**DATA FOR THIS TASK**:
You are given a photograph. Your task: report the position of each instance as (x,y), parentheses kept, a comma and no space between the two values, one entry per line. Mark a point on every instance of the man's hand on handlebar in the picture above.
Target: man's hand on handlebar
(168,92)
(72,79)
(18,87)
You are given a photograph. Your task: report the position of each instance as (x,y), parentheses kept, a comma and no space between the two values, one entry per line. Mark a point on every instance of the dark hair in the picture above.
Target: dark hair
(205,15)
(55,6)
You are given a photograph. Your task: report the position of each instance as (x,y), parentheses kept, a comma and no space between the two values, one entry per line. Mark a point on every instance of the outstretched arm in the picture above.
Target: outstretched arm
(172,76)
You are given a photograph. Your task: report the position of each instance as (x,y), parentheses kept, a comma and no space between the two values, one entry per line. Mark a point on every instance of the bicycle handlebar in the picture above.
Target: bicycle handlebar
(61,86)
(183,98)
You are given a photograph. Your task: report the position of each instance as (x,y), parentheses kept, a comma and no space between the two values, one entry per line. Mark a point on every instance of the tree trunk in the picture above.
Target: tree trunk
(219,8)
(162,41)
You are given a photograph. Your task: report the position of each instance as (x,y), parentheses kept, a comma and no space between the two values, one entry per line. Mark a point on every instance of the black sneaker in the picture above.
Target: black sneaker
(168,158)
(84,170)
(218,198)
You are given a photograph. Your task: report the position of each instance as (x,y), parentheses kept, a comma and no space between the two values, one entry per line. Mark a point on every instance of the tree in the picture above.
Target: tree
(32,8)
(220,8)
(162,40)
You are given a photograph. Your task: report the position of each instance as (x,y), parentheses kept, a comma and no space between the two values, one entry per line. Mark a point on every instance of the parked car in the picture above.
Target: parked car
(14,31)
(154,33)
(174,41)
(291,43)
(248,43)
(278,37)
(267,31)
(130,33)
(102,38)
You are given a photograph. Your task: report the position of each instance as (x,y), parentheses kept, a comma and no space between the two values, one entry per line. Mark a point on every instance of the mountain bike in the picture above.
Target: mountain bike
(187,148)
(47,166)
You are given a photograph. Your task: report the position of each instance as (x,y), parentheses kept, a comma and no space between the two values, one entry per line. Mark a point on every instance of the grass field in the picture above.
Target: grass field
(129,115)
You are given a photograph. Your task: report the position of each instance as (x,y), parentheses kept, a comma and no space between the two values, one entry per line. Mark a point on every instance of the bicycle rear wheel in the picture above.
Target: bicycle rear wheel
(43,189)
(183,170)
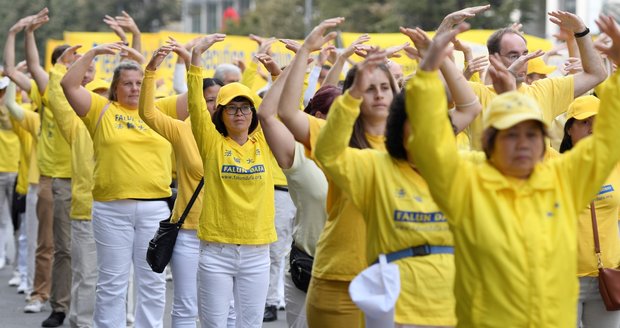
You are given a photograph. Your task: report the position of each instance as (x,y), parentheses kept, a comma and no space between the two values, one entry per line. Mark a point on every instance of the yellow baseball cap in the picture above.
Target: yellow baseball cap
(537,65)
(583,107)
(509,109)
(97,84)
(233,90)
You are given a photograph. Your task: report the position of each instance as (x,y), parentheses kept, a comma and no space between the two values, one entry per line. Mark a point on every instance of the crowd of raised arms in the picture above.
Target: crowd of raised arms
(445,198)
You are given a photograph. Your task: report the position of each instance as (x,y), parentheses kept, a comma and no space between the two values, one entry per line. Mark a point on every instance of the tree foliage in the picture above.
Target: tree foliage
(283,18)
(84,15)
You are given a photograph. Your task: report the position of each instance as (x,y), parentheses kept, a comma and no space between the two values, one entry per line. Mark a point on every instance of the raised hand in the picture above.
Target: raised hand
(113,24)
(317,37)
(503,79)
(608,26)
(440,48)
(158,57)
(38,20)
(476,65)
(69,56)
(181,50)
(271,66)
(460,16)
(127,23)
(206,42)
(568,21)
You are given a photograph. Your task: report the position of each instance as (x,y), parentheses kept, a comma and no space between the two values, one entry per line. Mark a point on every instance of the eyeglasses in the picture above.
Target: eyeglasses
(232,109)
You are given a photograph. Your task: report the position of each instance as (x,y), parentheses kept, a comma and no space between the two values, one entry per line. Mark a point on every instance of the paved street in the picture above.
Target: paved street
(12,308)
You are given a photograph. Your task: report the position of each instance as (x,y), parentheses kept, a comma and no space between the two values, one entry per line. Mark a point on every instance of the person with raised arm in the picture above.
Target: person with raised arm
(514,217)
(132,178)
(236,225)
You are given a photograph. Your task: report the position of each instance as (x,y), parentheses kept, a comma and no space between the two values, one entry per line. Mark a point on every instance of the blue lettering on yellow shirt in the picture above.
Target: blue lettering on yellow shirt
(240,170)
(418,217)
(605,189)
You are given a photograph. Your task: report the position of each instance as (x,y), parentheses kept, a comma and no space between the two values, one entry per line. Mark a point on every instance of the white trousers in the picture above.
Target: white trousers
(225,270)
(284,217)
(295,302)
(83,273)
(7,185)
(32,230)
(122,230)
(184,264)
(591,311)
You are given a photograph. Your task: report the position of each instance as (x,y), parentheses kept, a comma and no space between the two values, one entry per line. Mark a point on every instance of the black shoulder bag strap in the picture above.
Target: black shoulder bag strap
(191,202)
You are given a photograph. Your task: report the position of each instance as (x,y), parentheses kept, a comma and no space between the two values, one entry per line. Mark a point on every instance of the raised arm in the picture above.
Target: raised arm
(161,123)
(294,119)
(197,105)
(432,141)
(76,94)
(9,55)
(64,116)
(348,167)
(15,110)
(593,69)
(32,53)
(333,76)
(280,139)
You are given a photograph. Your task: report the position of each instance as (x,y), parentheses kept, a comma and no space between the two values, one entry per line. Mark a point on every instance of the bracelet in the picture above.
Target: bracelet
(582,34)
(469,104)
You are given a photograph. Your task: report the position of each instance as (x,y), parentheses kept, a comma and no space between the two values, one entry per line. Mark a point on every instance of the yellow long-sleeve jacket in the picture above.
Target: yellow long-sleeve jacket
(239,206)
(75,133)
(398,212)
(188,161)
(515,240)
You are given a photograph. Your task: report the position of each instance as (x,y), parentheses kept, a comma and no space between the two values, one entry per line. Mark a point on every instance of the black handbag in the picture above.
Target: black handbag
(160,247)
(300,268)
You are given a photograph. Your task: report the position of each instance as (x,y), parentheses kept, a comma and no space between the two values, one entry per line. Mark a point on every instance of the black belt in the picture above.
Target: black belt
(281,188)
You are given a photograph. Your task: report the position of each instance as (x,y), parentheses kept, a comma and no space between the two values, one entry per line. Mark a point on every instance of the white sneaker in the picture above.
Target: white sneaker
(22,288)
(34,306)
(16,280)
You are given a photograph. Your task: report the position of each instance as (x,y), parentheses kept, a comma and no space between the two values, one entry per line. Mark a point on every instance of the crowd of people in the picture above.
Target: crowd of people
(453,197)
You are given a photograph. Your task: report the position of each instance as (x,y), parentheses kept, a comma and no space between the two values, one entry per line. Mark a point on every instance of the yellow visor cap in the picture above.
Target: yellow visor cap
(233,90)
(509,109)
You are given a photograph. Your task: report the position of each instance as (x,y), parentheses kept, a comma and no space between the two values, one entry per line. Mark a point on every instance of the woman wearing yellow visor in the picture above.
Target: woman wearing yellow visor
(513,218)
(591,311)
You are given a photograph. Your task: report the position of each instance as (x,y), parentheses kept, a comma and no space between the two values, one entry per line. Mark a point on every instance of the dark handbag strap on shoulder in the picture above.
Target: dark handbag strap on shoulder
(597,245)
(191,202)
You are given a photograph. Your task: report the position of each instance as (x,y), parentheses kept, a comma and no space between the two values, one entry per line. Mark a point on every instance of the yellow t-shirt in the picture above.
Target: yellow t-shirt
(341,249)
(515,245)
(238,208)
(53,152)
(131,160)
(552,94)
(399,213)
(607,207)
(25,151)
(75,133)
(9,148)
(188,161)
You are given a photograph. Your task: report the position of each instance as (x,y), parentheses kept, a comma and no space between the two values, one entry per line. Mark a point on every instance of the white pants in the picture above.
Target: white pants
(122,230)
(184,264)
(591,311)
(225,270)
(284,217)
(295,302)
(32,230)
(7,185)
(84,273)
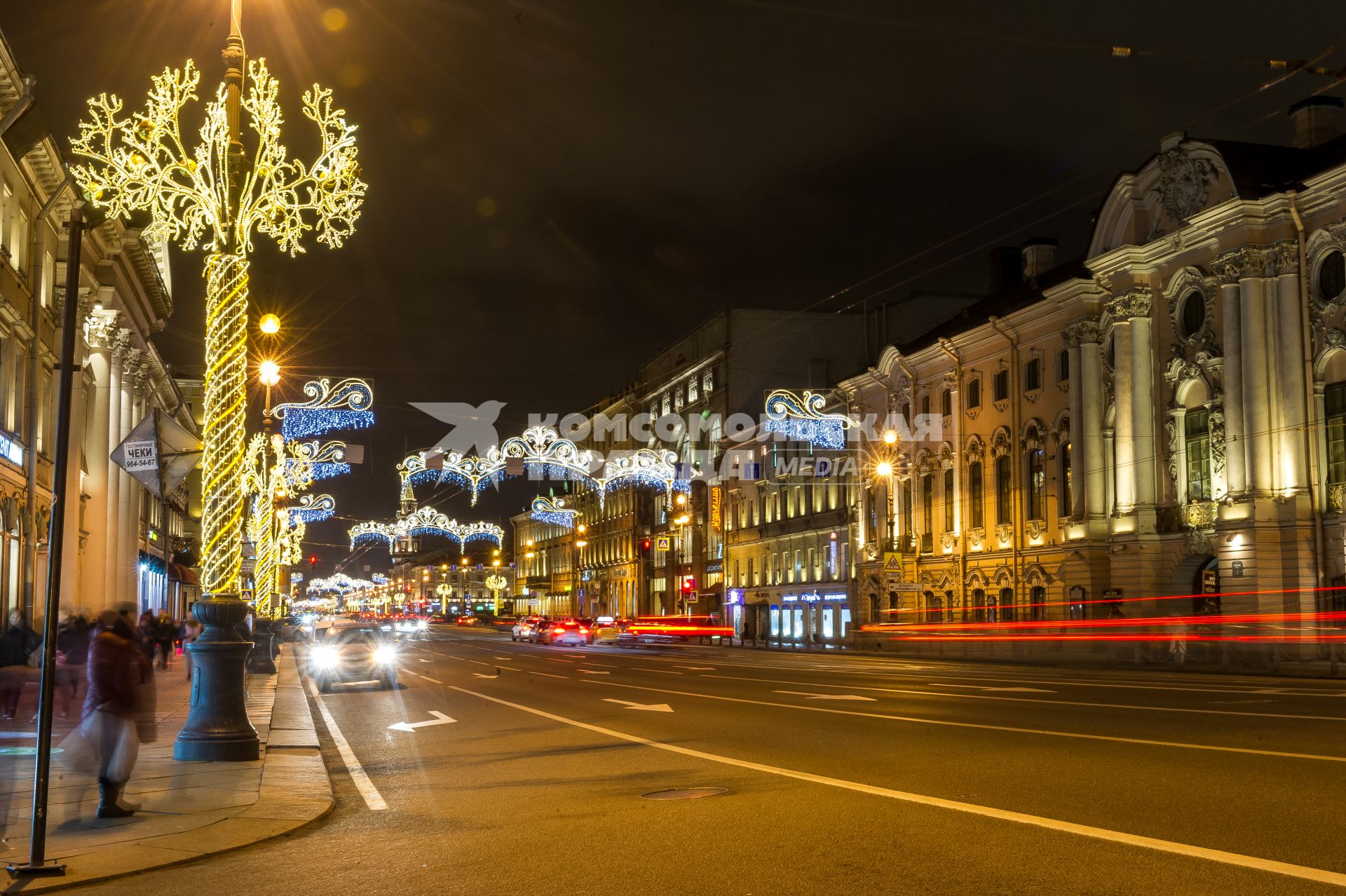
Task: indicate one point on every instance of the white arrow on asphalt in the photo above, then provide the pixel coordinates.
(652, 708)
(804, 693)
(1024, 691)
(440, 719)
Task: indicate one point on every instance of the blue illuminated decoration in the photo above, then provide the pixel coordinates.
(313, 509)
(554, 512)
(348, 405)
(426, 521)
(801, 419)
(540, 452)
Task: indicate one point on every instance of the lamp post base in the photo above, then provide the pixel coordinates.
(217, 727)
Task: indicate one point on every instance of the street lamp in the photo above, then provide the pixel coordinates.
(212, 196)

**WHAT THE TASK REQUIRES**: Copy the lines above between the one holding "wheel in the picture above." and the one holding "hand in the picture above.", inclusive. Drop the pictures.

**RESPONSE TO THIS EXERCISE**:
You are given a photograph. Your task: report the position of each instance as (x,y), parentheses kept, a comma and no space between the two values, one entry per line. Mark a point on every instance of the bicycle rear wheel in the picture above.
Target: bicycle rear wheel
(43,189)
(183,170)
You are given a photograph. Your task: report the position of each instance as (x,y), parentheses kept, a comma and no space between the two values, one entry per line. Mark a point on every instance of the yellow baseball cap in the picture above.
Target: yellow baseball cap
(537,65)
(583,107)
(509,109)
(97,84)
(233,90)
You are given a photograph. Your task: report the position of each instance as (x,y), parentheses kept, a comma and no space between the two values, one entry per line. Mark a point on every instance of the crowd of raised arms in the picture above.
Target: crowd of raised arms
(445,198)
You are given a photograph. Your task: report the position of each instance as (x,y), parentheses kept, a comma and no space between the two values, one entry per line. Mark a point on every instance of the tree foliage in the picture above.
Target: tree foliage
(283,18)
(84,15)
You are given a photograph. Your task: report the position of each instance as (x,y), parentheses kept, a comma and no space between the two values, one entry per line. Mark a point on every instance of the raised hand in the picture above.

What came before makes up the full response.